# START OF Passage provided
This means that a Result type alias is being used.
A type alias is a kind of shorthand for type names. Modules often define a Result type alias to avoid having to repeat an error type that’s used consistently by almost every function in the module. For example, the standard library’s std::io module includes this line of code:
pub type Result<T> = result::Result<T, Error>;

This defines a public type std::io::Result<T>. It’s an alias for Result<T, E>, but hardcoding std::io::Error as the error type. In practical terms, this means that if you write use std::io; then Rust will understand io::Result<String> as shorthand for Result<String, io::Error>.
When something like Result<()> appears in the online documentation, you can click on the identifier Result to see which type alias is being used and learn the error type. In practice, it’s usually obvious from context.
# END OF Passage provided
# START OF Rows
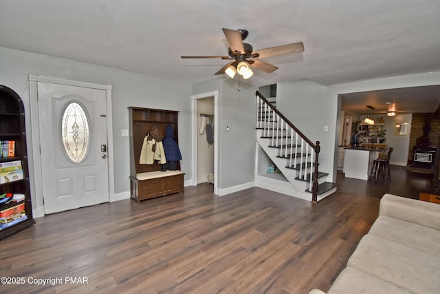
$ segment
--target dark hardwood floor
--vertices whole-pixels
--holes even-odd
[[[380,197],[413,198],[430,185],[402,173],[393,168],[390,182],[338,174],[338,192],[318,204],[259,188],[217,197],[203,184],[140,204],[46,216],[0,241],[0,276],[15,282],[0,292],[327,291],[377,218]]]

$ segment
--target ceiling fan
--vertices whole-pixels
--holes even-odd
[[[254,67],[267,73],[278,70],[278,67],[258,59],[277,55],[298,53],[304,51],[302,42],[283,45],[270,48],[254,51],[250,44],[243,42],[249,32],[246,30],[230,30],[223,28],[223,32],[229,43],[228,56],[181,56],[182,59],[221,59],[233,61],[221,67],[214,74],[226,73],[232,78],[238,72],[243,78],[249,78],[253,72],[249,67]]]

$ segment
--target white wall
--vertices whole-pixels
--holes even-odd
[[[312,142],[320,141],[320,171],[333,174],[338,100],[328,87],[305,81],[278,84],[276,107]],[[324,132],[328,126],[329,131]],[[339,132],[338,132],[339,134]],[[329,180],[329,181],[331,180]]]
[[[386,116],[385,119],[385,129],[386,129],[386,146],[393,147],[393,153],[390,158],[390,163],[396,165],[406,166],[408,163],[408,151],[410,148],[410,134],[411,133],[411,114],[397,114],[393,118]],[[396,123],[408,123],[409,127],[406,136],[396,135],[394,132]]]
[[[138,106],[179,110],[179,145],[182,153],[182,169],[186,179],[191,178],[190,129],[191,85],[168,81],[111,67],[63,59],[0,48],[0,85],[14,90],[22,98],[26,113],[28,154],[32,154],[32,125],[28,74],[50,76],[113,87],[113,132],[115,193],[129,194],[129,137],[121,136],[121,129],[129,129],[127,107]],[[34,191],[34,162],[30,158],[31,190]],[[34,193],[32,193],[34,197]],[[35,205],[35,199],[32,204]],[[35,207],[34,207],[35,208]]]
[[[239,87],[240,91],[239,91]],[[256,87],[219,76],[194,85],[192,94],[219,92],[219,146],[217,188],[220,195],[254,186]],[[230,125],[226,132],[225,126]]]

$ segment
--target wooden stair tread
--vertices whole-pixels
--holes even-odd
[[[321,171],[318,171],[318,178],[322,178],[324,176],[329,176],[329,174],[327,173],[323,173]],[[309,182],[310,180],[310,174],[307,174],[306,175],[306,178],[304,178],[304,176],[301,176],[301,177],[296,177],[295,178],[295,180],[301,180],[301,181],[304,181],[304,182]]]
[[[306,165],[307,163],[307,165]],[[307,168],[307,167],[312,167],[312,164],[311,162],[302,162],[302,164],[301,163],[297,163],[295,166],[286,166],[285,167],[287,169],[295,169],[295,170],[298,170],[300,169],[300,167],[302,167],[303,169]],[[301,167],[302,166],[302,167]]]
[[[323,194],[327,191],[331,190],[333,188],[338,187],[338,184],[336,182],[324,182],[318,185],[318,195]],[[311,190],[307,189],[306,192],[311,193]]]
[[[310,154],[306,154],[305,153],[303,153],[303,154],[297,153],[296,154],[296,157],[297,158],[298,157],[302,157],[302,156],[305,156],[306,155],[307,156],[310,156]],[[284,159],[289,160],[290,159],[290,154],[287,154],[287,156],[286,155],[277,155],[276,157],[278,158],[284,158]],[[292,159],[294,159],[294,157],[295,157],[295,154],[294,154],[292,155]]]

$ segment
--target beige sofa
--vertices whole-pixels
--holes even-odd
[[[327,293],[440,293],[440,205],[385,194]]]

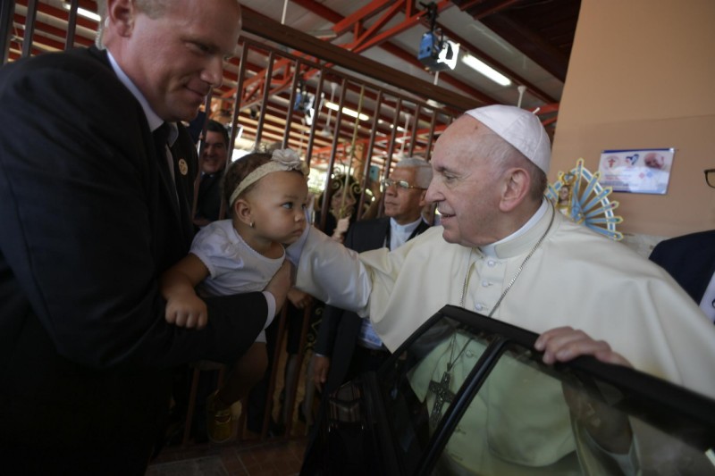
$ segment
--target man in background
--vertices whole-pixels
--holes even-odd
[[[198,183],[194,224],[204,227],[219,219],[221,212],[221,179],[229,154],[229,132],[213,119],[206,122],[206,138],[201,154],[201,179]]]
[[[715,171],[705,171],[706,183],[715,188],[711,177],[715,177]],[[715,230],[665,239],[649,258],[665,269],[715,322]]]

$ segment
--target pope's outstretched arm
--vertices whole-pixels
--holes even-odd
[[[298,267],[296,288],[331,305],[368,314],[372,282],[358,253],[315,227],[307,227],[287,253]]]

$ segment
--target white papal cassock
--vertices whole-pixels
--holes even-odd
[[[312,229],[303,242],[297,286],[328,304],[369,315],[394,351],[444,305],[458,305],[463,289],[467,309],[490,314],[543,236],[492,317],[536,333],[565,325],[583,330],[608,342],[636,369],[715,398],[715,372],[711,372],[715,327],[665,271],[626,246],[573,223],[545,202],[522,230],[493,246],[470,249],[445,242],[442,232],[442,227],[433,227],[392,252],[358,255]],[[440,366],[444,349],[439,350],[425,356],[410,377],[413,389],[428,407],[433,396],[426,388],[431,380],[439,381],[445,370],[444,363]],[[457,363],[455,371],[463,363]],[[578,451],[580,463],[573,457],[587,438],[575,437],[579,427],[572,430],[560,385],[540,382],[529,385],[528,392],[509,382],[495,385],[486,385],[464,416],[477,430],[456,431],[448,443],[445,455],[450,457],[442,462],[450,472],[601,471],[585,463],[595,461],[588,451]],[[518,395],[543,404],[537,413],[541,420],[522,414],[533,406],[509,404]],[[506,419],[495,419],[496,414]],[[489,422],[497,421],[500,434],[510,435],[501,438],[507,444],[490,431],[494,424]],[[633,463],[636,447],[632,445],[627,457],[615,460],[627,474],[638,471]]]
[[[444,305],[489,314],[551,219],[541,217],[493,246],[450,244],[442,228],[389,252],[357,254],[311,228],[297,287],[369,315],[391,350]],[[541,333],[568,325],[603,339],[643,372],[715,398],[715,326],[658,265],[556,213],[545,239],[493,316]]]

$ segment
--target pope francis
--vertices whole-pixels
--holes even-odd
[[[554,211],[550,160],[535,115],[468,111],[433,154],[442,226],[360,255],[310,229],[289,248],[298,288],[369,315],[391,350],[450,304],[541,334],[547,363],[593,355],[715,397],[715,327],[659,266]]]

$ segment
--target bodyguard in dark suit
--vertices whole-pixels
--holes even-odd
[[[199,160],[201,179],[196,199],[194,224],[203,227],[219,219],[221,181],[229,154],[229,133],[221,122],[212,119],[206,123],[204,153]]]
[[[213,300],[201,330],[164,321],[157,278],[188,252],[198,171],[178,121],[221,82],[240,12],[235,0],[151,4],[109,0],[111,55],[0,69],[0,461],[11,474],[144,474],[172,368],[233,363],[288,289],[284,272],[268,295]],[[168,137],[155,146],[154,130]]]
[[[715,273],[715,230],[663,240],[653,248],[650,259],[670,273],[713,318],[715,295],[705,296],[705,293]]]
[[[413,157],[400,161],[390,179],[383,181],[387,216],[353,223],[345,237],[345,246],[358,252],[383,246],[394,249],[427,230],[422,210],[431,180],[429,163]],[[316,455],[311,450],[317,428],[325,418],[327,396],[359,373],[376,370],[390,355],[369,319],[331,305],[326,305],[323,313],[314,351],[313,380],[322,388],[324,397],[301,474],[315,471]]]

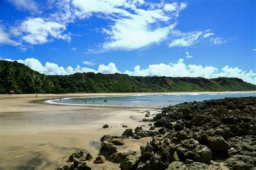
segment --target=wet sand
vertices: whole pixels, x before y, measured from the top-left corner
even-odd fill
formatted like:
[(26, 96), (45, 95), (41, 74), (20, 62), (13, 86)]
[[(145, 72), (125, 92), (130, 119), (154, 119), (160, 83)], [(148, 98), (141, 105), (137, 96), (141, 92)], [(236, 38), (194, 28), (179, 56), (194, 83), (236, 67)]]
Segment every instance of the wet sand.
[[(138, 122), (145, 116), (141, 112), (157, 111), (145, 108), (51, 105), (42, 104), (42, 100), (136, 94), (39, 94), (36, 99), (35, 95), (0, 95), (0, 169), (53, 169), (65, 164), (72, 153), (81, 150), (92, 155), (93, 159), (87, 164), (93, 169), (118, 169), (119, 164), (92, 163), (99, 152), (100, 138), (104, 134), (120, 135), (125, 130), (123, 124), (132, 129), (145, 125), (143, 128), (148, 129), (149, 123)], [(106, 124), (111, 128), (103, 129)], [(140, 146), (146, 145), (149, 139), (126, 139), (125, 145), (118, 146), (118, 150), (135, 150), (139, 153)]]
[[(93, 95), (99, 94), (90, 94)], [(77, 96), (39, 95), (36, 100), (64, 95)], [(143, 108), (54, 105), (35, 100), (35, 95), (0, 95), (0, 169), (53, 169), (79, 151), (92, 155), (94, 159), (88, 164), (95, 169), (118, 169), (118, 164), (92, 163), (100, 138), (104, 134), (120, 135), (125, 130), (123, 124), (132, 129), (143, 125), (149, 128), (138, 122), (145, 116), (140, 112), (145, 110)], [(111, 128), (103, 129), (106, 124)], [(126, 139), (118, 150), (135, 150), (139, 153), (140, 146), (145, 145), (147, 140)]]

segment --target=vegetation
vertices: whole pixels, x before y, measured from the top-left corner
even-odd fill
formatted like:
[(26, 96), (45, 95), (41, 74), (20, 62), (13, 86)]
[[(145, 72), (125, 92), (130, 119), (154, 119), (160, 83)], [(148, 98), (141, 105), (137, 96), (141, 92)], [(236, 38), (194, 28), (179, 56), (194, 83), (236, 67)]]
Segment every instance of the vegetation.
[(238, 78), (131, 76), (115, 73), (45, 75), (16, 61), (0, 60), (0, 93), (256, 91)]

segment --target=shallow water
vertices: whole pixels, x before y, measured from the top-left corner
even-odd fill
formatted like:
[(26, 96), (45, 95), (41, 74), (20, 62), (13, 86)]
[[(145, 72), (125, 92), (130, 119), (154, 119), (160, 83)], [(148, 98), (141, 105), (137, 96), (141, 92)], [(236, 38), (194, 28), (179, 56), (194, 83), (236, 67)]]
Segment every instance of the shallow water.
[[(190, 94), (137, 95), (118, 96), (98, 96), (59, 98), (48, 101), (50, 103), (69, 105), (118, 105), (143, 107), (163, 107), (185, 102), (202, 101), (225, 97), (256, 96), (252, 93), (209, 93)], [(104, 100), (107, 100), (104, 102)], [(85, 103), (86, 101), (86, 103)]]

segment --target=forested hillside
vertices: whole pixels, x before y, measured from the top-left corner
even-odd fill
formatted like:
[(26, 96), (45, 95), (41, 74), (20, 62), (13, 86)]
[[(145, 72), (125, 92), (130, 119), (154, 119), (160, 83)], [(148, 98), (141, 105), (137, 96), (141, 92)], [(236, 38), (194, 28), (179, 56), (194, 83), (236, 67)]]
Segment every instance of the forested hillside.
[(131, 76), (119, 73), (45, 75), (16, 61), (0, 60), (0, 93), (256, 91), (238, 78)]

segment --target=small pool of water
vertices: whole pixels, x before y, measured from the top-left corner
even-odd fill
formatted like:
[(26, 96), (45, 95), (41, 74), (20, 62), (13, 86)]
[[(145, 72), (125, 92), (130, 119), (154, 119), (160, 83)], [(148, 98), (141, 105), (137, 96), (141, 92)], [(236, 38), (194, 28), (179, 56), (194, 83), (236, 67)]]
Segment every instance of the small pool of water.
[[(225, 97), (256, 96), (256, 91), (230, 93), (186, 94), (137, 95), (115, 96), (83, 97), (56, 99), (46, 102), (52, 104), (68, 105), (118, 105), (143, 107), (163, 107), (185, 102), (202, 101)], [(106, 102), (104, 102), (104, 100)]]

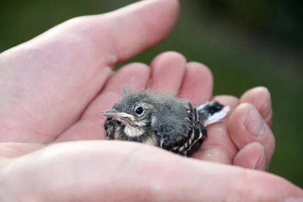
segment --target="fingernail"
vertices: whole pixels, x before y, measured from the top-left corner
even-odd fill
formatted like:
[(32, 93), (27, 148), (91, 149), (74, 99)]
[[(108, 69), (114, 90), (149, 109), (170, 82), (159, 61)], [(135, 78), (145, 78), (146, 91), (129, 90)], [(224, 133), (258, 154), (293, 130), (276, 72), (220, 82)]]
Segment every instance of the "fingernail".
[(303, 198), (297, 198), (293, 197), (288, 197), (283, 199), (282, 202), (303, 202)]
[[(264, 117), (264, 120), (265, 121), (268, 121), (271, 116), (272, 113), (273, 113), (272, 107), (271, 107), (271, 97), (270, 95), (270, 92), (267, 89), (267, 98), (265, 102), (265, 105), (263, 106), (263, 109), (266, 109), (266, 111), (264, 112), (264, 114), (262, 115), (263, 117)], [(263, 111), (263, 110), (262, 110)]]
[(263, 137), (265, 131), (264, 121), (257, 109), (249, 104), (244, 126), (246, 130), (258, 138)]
# END OF Rows
Short exercise: Please print the part of the passage on Rust type aliases from "A type alias" to "obvious from context.", copied word for word. The items have no connection to the passage on Rust type aliases.

Answer below:
A type alias is a kind of shorthand for type names. Modules often define a Result type alias to avoid having to repeat an error type that’s used consistently by almost every function in the module. For example, the standard library’s std::io module includes this line of code:
pub type Result<T> = result::Result<T, Error>;

This defines a public type std::io::Result<T>. It’s an alias for Result<T, E>, but hardcoding std::io::Error as the error type. In practical terms, this means that if you write use std::io; then Rust will understand io::Result<String> as shorthand for Result<String, io::Error>.
When something like Result<()> appears in the online documentation, you can click on the identifier Result to see which type alias is being used and learn the error type. In practice, it’s usually obvious from context.